What this task involves
Print every line below. Match each one exactly.

Given entries
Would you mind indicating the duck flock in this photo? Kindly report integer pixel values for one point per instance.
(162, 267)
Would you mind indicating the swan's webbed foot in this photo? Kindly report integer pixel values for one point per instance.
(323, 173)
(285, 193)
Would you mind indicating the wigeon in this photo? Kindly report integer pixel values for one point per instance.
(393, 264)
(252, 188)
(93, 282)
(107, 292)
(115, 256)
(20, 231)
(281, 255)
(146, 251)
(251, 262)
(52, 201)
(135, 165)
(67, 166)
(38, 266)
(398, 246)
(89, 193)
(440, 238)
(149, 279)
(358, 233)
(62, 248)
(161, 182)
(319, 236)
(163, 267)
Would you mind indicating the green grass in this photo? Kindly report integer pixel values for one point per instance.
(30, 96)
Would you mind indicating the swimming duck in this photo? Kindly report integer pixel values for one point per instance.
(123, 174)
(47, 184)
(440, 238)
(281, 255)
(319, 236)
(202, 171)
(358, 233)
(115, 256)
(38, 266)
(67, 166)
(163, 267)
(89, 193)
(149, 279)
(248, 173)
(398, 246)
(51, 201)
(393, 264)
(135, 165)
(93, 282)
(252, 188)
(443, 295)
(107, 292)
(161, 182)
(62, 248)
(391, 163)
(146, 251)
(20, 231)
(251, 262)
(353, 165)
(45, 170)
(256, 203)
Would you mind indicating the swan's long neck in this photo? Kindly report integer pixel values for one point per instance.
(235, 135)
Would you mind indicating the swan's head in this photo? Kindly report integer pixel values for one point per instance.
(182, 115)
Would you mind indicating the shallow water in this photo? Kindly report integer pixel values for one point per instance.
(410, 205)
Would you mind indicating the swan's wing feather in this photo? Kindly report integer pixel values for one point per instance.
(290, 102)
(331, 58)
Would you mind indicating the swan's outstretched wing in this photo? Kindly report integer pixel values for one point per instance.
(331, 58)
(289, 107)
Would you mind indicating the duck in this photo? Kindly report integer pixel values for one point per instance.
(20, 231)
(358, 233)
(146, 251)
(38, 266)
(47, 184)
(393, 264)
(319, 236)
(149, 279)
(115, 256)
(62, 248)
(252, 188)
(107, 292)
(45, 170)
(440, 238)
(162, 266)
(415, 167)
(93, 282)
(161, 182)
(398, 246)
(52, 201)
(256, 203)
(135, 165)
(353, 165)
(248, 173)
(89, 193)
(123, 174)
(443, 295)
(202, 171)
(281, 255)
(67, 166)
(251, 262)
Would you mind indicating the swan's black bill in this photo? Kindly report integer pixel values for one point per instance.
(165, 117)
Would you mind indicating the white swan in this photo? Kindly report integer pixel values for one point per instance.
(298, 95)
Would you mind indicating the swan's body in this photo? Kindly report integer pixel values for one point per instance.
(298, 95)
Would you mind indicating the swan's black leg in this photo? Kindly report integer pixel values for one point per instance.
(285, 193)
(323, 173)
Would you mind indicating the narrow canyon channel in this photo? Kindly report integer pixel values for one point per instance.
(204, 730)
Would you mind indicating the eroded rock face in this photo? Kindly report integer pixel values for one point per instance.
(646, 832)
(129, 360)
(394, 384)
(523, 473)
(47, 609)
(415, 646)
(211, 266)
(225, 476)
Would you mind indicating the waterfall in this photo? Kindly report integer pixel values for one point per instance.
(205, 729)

Written answer
Would you mind indicating the duck flock in this photo? Kindly report integer pixel values for one point per instance.
(162, 267)
Would you mind indicating the swan's webbed foot in this photo? Kindly report integer pixel values for one point per instance.
(323, 173)
(285, 193)
Would you mind indicating the wigeon in this photo? Kindly report integer pixel values for one point per instance.
(393, 264)
(252, 188)
(93, 282)
(107, 292)
(115, 256)
(20, 231)
(281, 255)
(146, 251)
(251, 262)
(52, 201)
(135, 165)
(67, 166)
(38, 266)
(398, 246)
(89, 193)
(440, 238)
(149, 279)
(358, 233)
(62, 248)
(161, 182)
(319, 236)
(163, 267)
Would you mind indicating the green grass in this photo? Kindly report integer pixel values for one point per instance.
(30, 96)
Would you mind indicating the swimming duck in this photo? Kindly report integer pixel values for one point per instance.
(123, 174)
(47, 184)
(440, 238)
(281, 255)
(319, 236)
(202, 171)
(358, 233)
(115, 256)
(38, 266)
(67, 166)
(163, 267)
(89, 193)
(149, 279)
(248, 173)
(398, 246)
(51, 201)
(393, 264)
(135, 165)
(93, 282)
(252, 188)
(443, 295)
(107, 292)
(161, 182)
(62, 248)
(391, 163)
(146, 251)
(20, 231)
(251, 262)
(353, 165)
(45, 170)
(256, 203)
Would you mind indicating the swan's long neck in this photo? Kindly report integer pixel values for one point per instance.
(235, 135)
Would you mind indicating the swan's head in this photo? Kindly report integer pixel values for one point per instance.
(182, 115)
Would you mind indicating the shallow water in this photo? Kindly report integer pixel values for one point per instance.
(410, 205)
Would you mind indicating the swan's wing feather in this photo? Kindly report integer pixel values for one point per instance.
(290, 102)
(331, 58)
Would you mind indicating the swan's outstretched wing in this photo? Kindly report integer pixel values for one point per instance.
(331, 58)
(289, 107)
Would you mind indicating the duck in this photo? Kindly report integer pixel values for one point per instance.
(20, 231)
(358, 233)
(146, 251)
(38, 266)
(47, 184)
(393, 264)
(319, 236)
(149, 279)
(115, 256)
(62, 248)
(252, 188)
(107, 292)
(45, 170)
(440, 238)
(162, 266)
(415, 167)
(93, 282)
(161, 182)
(398, 246)
(52, 201)
(256, 203)
(135, 165)
(353, 165)
(248, 173)
(89, 193)
(123, 174)
(443, 295)
(202, 171)
(281, 255)
(67, 166)
(251, 262)
Would you mind indicating the swan's black bill in this photo? Kindly report integer pixel values for one point per instance.
(165, 117)
Would you mind indicating the white swan in this photo? Kindly report integer pixel values for one point per instance.
(298, 95)
Would you mind indicating the swan's body in this photo? Kindly report integer pixel values for one point per instance.
(298, 95)
Would you mind indicating the swan's black leg in this photo? Kindly report integer pixel values for one point per instance.
(285, 193)
(323, 173)
Would you mind indicating the narrow canyon channel in this photo? Kindly report integer pixel values for one point per instance.
(204, 730)
Would you mind indicating the eroded rock face in this photo? Kindly report integer pixel values for one point per instance.
(646, 832)
(129, 360)
(394, 384)
(523, 473)
(47, 609)
(415, 646)
(211, 266)
(225, 476)
Would you mind indicating the waterfall in this photo? Kindly report integer pixel values for one point per instance.
(205, 729)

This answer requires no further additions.